The statue was made by Peter van den Branden and placed on a pedestal in the middle of the square in 1718. The background to this was the religious conflict between the majority Reformed Church population of Heidelberg and the Catholic Prince-Elector Charles III Philip. The statue of Mary was part of a tradition of Catholic imagery of Mary and the saints and was part of the Counterreformation, which was advanced in Heidelberg most of all by the Jesuits. For the Reformed citizens of Heidelberg, the display of the statue was considered a provocation.

There was a fountain in the northwest corner of Kornmarkt, called the Milchbrunnen ("Milk fountain"). When the Hauptstrasse was widened in 1830, the fountain was shifted to the centre of Kornmarkt and the sculpture was integrated into it. The pedestal was equipped with water spouts and surrounded by an octagonal basin. Between 1870 and 1890, this large basin was replaced by a square pedestal with three small shell-shaped basins. After 1900, the small planted area around the fountain was removed and the a stepped podium was added. Between 1938 and 1940, a copy of the statue was made for Kornmarkt; the original is now located in the Kurpfälzisches Museum.

MATERIAL PROVIDED:
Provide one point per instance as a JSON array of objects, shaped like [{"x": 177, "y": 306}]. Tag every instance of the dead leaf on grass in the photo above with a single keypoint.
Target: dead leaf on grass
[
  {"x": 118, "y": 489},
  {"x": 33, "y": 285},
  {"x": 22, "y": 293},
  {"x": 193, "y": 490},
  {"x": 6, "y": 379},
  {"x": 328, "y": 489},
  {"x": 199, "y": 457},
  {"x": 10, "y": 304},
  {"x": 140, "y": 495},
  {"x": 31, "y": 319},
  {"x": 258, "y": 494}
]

* * *

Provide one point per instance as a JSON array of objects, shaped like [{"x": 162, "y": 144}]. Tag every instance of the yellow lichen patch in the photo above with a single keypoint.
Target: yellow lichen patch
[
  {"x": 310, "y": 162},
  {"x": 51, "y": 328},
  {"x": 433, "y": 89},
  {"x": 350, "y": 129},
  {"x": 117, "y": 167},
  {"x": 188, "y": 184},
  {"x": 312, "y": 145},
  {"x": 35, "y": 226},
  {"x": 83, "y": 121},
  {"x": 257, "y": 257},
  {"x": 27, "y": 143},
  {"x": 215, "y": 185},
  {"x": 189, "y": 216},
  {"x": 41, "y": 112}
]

* * *

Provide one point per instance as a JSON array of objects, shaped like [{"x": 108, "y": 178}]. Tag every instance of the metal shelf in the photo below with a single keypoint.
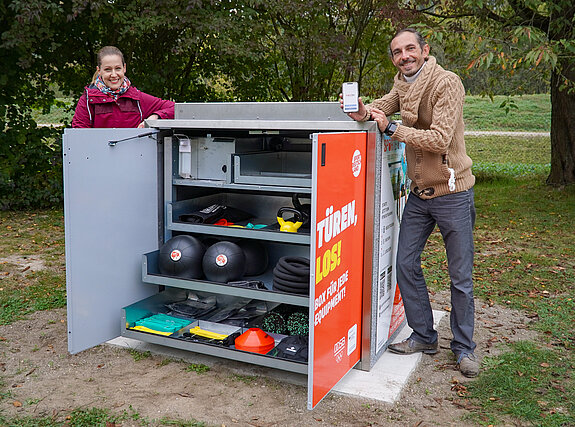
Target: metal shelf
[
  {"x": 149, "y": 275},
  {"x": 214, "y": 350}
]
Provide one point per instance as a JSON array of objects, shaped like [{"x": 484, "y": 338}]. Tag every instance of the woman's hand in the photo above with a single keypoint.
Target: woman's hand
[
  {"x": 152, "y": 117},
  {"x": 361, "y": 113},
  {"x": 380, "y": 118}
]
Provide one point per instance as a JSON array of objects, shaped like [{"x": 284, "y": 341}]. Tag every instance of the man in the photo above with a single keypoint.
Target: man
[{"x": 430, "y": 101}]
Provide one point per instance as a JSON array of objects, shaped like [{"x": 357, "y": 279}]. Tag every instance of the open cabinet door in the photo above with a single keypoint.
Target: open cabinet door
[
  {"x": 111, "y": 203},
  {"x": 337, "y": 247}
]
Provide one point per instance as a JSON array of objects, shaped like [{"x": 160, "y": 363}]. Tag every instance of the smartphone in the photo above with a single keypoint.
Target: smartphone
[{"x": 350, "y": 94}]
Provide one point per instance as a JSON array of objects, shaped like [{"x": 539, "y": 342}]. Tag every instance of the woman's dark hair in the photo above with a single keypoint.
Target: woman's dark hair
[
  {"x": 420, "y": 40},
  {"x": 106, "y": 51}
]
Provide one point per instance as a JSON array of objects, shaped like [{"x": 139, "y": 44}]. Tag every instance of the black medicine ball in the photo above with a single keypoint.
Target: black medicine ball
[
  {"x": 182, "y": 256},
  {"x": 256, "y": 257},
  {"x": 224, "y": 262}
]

BRIEF A: Do these statements agree with the passage on the Kornmarkt statue of Mary? For each, answer yes or no and quote the words that settle it. (i) The statue was set up in the square in 1718. (ii) The Milchbrunnen first stood in the northeast corner of Kornmarkt. (iii) The original statue still stands on Kornmarkt.
BRIEF B: Write the next part of the passage on the Kornmarkt statue of Mary, picking up after its last sentence.
The entries have nothing to do with the passage on the Kornmarkt statue of Mary.

FINAL ANSWER A:
(i) Yes: "placed on a pedestal in the middle of the square in 1718"
(ii) No: "There was a fountain in the northwest corner of Kornmarkt, called the Milchbrunnen"
(iii) No: "the original is now located in the Kurpfälzisches Museum"

FINAL ANSWER B:
== Description ==
Mary wears a gilt crown of rays and stars and holds a lily sceptre in her right arm. She holds the Christ child in her left arm, using her right hand to balance him. She stands on a gilded globe which is encircled by a monstrous snake. The globe is held up in turn by four putti standing on a pile of clouds. Rays of golden light emerge from these clouds. The Christ Child raises his right hand in a gesture of benediction and with his left hand he thrusts a lance (topped with a cross) into the head of the monstrous snake.

This iconography is based on the motif of "Our Lady of Victory," which became popular in the 17th century in the course of the Counterreformation. In the Heidelberg context, the slaying of the monstrous snake was intended as an allegory for the battle against the Protestant "erroneous belief." Other attributes of the sculpture point to various aspects of the Mary cult: the crown of rays with twelve stars and the lilies recall the Immaculate Conception. Crown and sceptre symbolise Mary's role as queen of heaven. The trampling of the snake and the crescent moon at her feet are symbols of her role as the Woman of the Apocalypse. The putti in the clouds stand for the Assumption of Mary and the rays of light in the clouds are the rays of mercy, which Mary sends to the world.

The pedestal bears the following bilingual inscription in Latin and German:

==See also==
- Meder House
== Bibliography ==
- Hofmann, Eva (1996). "Heidelberger Altstadtbrunnen"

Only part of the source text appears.